**WRITTEN TASK**
Would you output verbatim every line of the material from the one containing "boy in orange" through the final line, both ends included?

**RECORDS FOR THIS EXERCISE**
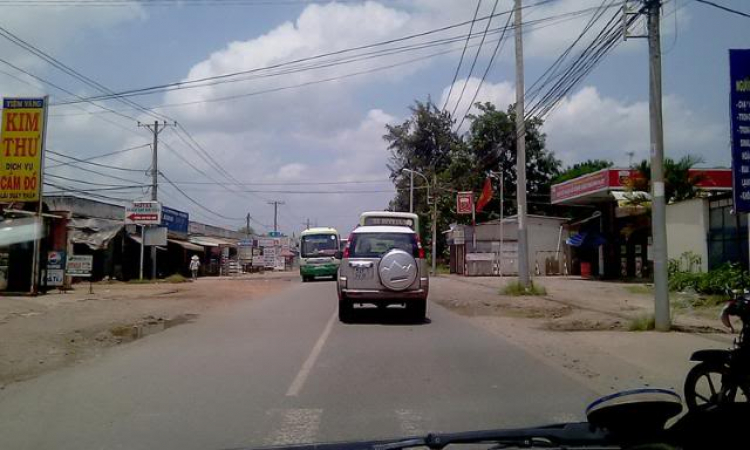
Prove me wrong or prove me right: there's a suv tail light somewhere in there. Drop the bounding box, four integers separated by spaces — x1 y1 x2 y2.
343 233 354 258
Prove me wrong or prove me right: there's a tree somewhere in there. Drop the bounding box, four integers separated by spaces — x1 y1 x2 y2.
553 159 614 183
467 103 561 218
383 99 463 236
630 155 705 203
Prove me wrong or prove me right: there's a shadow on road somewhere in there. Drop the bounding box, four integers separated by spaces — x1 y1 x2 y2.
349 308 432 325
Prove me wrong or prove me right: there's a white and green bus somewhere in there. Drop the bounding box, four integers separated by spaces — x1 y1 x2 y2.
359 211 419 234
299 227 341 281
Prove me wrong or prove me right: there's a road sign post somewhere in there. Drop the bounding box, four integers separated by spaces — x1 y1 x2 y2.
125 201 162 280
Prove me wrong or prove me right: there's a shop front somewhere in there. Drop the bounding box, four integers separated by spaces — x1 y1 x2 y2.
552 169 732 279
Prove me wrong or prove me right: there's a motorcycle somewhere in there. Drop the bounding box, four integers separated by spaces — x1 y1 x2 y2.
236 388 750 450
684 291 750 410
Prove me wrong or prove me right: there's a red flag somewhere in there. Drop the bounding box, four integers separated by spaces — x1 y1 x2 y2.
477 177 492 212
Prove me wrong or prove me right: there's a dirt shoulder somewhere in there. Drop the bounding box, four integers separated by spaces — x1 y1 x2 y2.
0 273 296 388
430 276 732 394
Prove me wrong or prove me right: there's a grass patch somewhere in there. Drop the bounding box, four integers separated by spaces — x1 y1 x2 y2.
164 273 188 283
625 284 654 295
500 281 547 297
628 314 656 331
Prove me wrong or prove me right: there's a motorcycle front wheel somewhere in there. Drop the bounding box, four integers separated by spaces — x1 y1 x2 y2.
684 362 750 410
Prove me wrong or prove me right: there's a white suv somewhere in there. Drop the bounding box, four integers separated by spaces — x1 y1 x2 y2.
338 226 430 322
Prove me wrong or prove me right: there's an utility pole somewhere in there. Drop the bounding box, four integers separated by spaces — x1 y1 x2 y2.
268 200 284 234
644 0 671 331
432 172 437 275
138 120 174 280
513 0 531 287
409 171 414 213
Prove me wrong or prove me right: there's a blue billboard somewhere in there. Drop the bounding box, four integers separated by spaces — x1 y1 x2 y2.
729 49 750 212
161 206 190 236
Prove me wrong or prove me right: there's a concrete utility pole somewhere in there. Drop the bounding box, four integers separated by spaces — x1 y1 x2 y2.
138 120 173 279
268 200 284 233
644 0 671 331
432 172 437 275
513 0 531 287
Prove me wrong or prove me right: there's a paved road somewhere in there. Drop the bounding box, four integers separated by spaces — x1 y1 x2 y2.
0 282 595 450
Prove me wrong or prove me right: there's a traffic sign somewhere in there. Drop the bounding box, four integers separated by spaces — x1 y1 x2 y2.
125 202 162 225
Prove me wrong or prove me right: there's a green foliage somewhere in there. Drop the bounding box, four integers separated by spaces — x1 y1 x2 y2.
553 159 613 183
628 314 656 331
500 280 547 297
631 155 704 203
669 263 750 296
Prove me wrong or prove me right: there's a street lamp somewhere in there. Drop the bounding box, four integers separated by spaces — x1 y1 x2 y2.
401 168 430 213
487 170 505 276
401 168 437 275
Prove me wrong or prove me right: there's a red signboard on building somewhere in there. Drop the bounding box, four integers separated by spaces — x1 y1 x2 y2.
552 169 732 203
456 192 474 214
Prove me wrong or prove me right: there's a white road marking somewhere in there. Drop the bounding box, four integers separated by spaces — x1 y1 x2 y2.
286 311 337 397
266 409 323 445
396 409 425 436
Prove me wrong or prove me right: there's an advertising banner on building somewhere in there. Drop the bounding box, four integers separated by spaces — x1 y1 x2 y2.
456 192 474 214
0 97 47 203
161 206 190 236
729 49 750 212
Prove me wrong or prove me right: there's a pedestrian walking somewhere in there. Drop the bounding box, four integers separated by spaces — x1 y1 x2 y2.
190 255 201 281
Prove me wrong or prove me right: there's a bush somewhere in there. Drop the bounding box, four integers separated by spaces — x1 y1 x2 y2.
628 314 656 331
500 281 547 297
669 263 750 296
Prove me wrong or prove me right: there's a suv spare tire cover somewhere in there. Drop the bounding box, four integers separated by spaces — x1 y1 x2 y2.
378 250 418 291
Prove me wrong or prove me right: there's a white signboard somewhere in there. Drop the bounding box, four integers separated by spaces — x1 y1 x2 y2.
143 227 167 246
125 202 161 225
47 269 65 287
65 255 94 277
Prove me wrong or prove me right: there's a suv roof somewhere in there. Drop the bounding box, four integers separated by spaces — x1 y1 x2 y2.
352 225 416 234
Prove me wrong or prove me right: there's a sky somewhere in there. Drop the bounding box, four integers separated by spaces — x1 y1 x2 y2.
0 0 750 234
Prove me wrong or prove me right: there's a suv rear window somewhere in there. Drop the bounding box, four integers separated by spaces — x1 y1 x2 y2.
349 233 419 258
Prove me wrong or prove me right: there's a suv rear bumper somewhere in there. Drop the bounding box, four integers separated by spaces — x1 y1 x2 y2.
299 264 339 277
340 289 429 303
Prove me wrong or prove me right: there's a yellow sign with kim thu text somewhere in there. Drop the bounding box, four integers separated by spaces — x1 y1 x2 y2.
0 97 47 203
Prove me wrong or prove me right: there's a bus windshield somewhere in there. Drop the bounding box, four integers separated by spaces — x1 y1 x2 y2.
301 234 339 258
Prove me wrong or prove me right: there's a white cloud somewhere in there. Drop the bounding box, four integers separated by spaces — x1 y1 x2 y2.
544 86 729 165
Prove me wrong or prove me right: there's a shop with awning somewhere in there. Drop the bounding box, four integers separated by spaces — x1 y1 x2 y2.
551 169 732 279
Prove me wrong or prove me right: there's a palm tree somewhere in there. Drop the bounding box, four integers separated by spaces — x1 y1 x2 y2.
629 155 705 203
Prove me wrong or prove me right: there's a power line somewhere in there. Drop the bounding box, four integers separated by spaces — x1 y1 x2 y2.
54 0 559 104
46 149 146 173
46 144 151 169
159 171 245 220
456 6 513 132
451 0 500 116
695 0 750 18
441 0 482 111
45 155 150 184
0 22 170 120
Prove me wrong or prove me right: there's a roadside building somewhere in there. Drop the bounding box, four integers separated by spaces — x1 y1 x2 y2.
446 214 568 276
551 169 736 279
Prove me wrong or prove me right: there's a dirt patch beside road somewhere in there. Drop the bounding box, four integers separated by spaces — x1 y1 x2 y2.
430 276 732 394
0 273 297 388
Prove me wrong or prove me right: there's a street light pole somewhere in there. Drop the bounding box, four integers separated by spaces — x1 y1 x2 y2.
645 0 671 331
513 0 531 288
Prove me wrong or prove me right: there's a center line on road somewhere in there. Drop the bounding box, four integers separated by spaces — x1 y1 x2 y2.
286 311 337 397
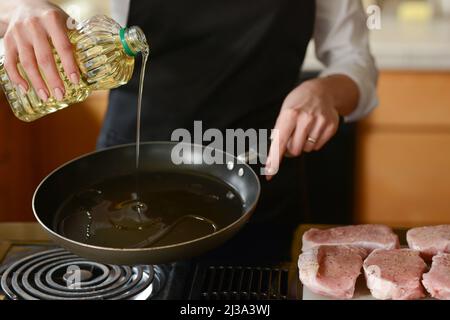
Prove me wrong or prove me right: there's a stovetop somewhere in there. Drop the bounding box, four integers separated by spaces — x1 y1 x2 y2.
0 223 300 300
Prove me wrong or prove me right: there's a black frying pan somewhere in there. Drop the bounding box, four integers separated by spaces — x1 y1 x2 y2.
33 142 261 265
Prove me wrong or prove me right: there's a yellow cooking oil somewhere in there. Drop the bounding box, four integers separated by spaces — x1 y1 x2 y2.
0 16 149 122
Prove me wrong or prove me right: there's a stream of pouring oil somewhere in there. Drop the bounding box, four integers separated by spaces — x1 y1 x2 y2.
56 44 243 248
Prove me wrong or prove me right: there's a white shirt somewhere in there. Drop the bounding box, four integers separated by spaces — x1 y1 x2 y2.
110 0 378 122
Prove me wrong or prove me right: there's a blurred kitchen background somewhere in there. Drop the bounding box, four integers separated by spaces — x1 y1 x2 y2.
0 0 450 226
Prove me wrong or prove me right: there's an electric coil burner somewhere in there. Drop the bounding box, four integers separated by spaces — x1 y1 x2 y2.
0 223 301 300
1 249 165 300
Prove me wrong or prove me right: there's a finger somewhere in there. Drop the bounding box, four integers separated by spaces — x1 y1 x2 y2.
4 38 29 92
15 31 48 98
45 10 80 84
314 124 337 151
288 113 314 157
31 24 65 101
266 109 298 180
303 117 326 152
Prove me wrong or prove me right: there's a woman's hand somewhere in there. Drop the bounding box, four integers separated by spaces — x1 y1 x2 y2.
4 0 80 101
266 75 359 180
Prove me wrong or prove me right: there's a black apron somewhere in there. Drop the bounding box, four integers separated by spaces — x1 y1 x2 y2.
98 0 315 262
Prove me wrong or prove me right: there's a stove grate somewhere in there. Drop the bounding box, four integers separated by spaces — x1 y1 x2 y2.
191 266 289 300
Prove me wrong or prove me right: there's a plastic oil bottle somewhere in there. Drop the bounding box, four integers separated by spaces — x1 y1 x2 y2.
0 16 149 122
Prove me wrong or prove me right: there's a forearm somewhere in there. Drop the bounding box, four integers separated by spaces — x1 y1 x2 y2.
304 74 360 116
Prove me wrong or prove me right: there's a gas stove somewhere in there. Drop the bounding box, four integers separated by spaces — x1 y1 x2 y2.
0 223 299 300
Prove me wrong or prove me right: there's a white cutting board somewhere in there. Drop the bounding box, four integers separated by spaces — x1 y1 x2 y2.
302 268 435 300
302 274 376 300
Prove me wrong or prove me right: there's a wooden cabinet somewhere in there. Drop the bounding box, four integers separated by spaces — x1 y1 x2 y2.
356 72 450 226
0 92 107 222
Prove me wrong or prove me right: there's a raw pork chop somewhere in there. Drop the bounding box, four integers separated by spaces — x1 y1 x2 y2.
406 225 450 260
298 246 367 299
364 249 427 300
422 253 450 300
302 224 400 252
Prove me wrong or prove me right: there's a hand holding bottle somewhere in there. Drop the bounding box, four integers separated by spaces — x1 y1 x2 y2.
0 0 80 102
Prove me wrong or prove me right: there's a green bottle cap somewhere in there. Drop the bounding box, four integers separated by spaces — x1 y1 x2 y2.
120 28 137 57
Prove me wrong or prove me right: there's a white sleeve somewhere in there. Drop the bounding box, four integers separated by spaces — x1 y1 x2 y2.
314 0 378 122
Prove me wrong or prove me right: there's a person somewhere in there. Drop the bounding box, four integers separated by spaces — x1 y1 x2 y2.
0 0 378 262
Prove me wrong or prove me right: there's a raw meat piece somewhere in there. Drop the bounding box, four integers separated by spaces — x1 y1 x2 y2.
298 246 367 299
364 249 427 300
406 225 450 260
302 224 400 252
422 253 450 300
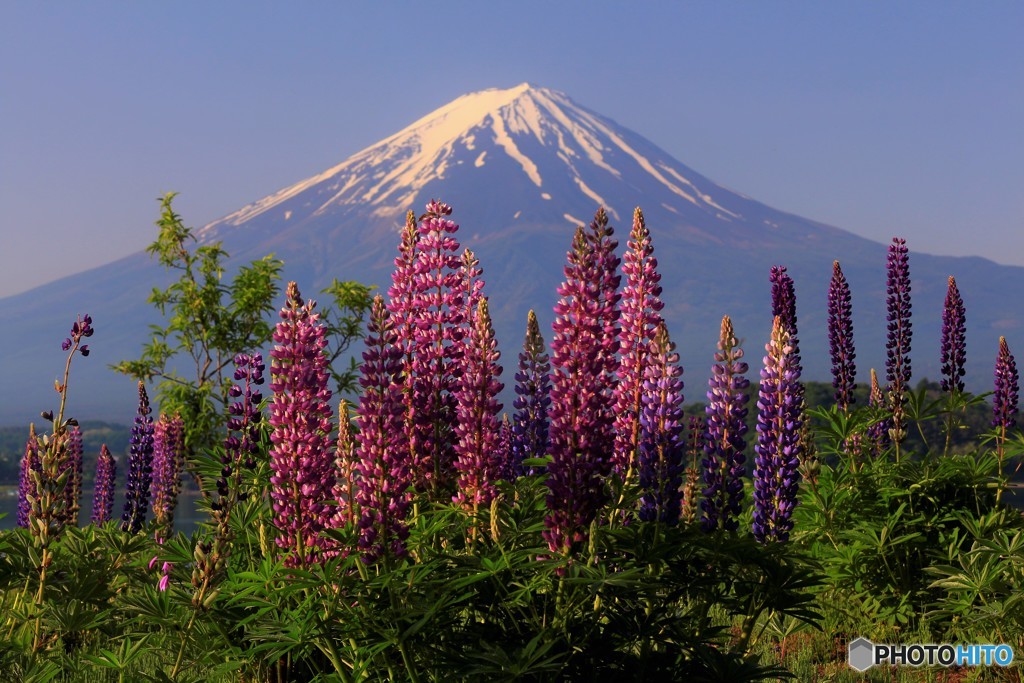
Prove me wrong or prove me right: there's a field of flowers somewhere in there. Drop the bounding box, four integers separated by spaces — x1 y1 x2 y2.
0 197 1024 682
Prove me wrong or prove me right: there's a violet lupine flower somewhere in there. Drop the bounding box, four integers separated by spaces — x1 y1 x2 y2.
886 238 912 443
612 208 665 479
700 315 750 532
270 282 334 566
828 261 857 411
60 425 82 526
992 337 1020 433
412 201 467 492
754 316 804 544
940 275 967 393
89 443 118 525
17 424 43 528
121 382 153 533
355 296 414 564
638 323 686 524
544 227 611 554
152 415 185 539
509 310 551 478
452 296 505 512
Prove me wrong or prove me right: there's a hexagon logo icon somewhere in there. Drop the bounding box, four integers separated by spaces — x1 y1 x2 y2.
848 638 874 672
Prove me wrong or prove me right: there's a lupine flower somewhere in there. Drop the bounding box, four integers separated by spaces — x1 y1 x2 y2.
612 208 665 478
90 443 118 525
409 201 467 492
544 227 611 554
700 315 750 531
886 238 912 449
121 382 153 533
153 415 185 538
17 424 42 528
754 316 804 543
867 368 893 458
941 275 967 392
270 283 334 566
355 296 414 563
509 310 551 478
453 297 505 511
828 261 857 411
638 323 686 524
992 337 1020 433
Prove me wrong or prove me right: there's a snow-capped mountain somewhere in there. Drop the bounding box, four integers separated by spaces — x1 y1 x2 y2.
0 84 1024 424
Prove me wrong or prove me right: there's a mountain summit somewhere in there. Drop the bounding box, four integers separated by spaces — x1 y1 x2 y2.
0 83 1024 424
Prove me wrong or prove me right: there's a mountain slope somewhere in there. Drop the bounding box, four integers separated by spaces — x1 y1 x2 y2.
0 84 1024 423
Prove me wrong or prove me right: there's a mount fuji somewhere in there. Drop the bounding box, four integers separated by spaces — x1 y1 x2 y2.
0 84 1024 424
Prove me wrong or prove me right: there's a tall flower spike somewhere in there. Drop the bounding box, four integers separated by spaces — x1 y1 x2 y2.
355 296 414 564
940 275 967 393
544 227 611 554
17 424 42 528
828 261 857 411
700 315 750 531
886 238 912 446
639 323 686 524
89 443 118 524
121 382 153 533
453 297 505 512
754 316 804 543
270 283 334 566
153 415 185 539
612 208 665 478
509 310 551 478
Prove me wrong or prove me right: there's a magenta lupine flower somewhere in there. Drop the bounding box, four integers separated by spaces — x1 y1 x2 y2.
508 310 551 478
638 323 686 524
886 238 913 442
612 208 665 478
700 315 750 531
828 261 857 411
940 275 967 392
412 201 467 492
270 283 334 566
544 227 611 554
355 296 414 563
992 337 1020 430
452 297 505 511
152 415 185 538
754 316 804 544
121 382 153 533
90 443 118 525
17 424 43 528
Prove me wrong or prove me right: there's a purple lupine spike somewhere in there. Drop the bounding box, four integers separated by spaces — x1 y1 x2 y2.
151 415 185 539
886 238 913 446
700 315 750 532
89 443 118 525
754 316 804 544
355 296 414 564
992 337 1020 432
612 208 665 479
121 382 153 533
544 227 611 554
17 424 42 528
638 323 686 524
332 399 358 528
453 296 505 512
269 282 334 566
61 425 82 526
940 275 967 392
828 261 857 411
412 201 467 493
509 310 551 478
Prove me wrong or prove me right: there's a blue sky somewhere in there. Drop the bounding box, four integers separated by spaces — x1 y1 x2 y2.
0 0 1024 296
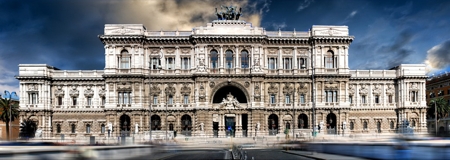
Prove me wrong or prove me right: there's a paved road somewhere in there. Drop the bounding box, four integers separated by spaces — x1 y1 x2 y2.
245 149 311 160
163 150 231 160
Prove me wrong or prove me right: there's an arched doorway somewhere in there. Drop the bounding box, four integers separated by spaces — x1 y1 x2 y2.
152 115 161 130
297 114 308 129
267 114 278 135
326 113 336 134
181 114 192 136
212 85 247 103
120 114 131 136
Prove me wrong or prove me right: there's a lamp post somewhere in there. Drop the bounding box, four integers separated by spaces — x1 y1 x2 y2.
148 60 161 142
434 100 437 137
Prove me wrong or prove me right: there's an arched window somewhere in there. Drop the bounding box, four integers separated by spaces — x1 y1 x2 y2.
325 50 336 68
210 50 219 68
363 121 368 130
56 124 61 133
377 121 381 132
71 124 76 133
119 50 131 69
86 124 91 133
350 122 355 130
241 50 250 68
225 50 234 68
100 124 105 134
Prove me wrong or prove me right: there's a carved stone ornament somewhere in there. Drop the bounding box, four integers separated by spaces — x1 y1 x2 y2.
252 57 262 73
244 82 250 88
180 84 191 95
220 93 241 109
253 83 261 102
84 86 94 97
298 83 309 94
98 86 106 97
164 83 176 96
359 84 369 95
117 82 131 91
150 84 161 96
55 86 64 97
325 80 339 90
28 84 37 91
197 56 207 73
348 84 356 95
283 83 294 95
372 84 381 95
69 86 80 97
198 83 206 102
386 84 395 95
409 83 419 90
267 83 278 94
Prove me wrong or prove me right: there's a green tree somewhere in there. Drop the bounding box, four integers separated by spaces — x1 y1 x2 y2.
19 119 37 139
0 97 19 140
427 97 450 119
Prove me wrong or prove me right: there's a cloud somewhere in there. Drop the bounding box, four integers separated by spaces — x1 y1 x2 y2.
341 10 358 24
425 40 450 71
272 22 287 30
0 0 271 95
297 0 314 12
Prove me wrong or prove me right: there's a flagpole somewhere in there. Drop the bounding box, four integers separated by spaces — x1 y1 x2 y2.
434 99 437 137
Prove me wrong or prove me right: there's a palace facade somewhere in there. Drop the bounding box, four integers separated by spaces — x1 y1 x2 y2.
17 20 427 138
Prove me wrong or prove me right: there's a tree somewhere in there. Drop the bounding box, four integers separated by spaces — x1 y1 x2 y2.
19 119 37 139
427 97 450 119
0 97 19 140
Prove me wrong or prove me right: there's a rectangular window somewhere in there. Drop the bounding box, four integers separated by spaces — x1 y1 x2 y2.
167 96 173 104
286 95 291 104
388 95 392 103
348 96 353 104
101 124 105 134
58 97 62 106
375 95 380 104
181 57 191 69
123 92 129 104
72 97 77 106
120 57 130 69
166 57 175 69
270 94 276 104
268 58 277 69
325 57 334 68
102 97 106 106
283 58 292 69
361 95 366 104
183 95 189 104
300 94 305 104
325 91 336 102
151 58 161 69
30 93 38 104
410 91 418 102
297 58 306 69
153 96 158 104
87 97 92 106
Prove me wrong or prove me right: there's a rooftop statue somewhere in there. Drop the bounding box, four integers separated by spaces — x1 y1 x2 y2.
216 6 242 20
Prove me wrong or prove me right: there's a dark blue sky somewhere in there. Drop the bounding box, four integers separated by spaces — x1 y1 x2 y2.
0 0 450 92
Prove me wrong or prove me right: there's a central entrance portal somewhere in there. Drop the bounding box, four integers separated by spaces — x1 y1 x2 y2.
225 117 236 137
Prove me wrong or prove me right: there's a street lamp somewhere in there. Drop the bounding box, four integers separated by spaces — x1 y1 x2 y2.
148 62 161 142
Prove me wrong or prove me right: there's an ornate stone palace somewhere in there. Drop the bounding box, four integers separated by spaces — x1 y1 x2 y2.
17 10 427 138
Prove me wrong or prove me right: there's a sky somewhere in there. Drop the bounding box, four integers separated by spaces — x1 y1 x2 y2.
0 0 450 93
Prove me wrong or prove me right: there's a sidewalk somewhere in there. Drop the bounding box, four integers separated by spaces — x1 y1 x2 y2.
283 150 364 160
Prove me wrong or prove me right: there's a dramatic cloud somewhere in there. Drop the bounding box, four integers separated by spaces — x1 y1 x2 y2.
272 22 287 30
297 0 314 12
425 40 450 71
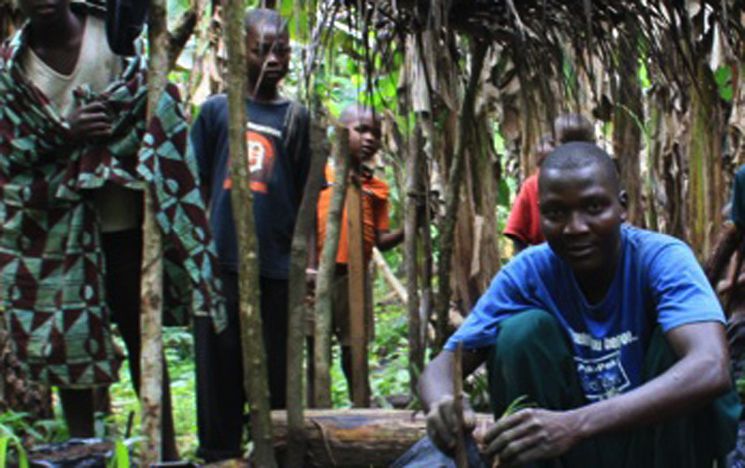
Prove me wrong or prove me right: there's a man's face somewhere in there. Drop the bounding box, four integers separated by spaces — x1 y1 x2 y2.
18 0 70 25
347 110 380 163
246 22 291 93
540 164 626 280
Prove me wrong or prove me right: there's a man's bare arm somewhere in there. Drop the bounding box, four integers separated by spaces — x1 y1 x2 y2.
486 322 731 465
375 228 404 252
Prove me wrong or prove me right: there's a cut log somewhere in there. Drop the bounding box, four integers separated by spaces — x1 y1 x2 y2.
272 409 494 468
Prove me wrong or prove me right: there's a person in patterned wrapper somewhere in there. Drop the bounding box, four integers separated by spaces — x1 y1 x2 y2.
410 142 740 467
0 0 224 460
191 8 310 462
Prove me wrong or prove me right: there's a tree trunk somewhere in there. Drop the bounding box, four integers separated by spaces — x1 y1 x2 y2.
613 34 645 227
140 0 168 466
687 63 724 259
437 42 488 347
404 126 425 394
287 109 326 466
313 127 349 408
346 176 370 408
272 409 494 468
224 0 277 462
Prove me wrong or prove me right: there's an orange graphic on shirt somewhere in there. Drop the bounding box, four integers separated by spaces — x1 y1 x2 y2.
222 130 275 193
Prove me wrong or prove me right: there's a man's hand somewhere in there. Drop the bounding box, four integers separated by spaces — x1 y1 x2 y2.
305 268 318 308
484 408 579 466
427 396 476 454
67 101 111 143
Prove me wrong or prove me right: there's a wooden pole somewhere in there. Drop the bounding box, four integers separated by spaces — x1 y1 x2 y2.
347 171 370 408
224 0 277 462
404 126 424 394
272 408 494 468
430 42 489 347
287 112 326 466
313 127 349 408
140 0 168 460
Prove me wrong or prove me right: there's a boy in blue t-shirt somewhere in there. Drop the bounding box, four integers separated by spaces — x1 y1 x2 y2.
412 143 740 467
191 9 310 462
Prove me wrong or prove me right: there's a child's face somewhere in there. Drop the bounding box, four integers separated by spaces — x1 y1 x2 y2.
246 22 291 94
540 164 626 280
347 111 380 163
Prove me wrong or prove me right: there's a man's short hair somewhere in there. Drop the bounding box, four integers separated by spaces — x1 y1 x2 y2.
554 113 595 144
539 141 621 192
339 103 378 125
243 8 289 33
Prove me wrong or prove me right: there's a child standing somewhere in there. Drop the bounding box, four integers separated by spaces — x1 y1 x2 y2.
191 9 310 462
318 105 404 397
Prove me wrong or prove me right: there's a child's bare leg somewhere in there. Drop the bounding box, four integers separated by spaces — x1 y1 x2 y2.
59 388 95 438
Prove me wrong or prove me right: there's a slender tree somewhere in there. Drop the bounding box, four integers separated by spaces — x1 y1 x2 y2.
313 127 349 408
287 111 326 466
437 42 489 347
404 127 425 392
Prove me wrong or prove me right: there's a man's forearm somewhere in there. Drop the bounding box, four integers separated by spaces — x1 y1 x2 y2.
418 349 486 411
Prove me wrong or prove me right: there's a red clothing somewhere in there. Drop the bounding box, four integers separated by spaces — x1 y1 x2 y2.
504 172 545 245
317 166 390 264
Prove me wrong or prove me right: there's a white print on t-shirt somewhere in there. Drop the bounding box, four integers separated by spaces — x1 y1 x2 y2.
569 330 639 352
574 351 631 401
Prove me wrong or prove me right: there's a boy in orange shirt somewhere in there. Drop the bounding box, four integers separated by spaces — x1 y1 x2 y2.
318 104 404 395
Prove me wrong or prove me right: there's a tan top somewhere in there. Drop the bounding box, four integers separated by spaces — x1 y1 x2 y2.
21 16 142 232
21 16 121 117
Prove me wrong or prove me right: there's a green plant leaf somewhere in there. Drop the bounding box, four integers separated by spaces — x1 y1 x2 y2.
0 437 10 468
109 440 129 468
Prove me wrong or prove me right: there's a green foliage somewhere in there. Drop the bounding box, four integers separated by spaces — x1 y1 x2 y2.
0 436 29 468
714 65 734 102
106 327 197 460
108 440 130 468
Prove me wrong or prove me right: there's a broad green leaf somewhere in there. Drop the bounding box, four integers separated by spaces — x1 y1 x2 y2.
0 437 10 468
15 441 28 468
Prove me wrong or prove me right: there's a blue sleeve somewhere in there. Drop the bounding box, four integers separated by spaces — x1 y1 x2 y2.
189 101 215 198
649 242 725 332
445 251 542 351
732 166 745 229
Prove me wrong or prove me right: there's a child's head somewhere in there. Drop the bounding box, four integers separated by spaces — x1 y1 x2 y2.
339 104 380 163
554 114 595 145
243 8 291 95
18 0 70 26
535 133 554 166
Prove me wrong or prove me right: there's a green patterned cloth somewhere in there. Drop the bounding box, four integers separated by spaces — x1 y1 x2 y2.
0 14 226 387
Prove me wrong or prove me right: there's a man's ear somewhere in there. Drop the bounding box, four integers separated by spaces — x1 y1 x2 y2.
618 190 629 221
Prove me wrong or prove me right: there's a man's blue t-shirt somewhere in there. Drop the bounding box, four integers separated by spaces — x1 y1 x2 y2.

**SOLUTION TO THE EXERCISE**
Prove me wrong or prove me right: there's a boy in orange shirt somewhere in there. Drop the bounding box, four integers separated by spaces — x1 y1 x2 y2.
318 104 404 395
Prove me wrong or prove me right: there's a tan top somewhere in there. Drop the bounding box, four integers separated by spaces — x1 y1 x2 y2.
21 16 142 232
21 16 121 117
Prove me wrong or prove me right: there's a green plant leaf somewhere in there. Drop the bounding box, four integers separated by spaces — x1 y1 x2 y2.
0 437 10 468
109 440 129 468
Prove me wrong or prove me right: there's a green foliage somewhere in there. Drop the bounding box, four integers separated by spaces — x1 y1 x2 y2.
0 436 29 468
714 65 734 102
106 327 197 460
108 440 130 468
Prove me wrong or prove me right: there's a broad green leaf somewhere in there. Drop the bounding box, four integers separated by spaces — x1 y1 x2 y2.
0 437 10 468
15 441 28 468
Prove me wrong or prove me right: there's a blue sleeve somewhere in there. Drop the bounding box, four integers separated by spaces — x1 y1 x2 y2.
189 101 215 198
649 242 725 332
445 251 542 351
732 166 745 229
Prove me wrong or prove me right: there's a child's head somewhere in there. Drop the bounding box, four integers separated by spaces — x1 y1 x2 y2.
339 104 380 163
554 114 595 145
243 8 291 95
18 0 70 26
535 133 554 166
Prove me wrong or prove me right: there's a green patterned cloth somewhere in there. Drop the bounding box, four integers separated by spaces — x1 y1 x2 y2.
0 14 226 387
Prove me wrong or prove me right: there's a man's ear somewhere in there. Drop the bounding box, four integers separated by spaces — x1 y1 x2 y2.
618 190 629 221
Prove me wrong or prove me right: there's a man's blue t-shirt somewhere in there. Drop the bounding box, four integers separated by spaces — x1 y1 x2 y2.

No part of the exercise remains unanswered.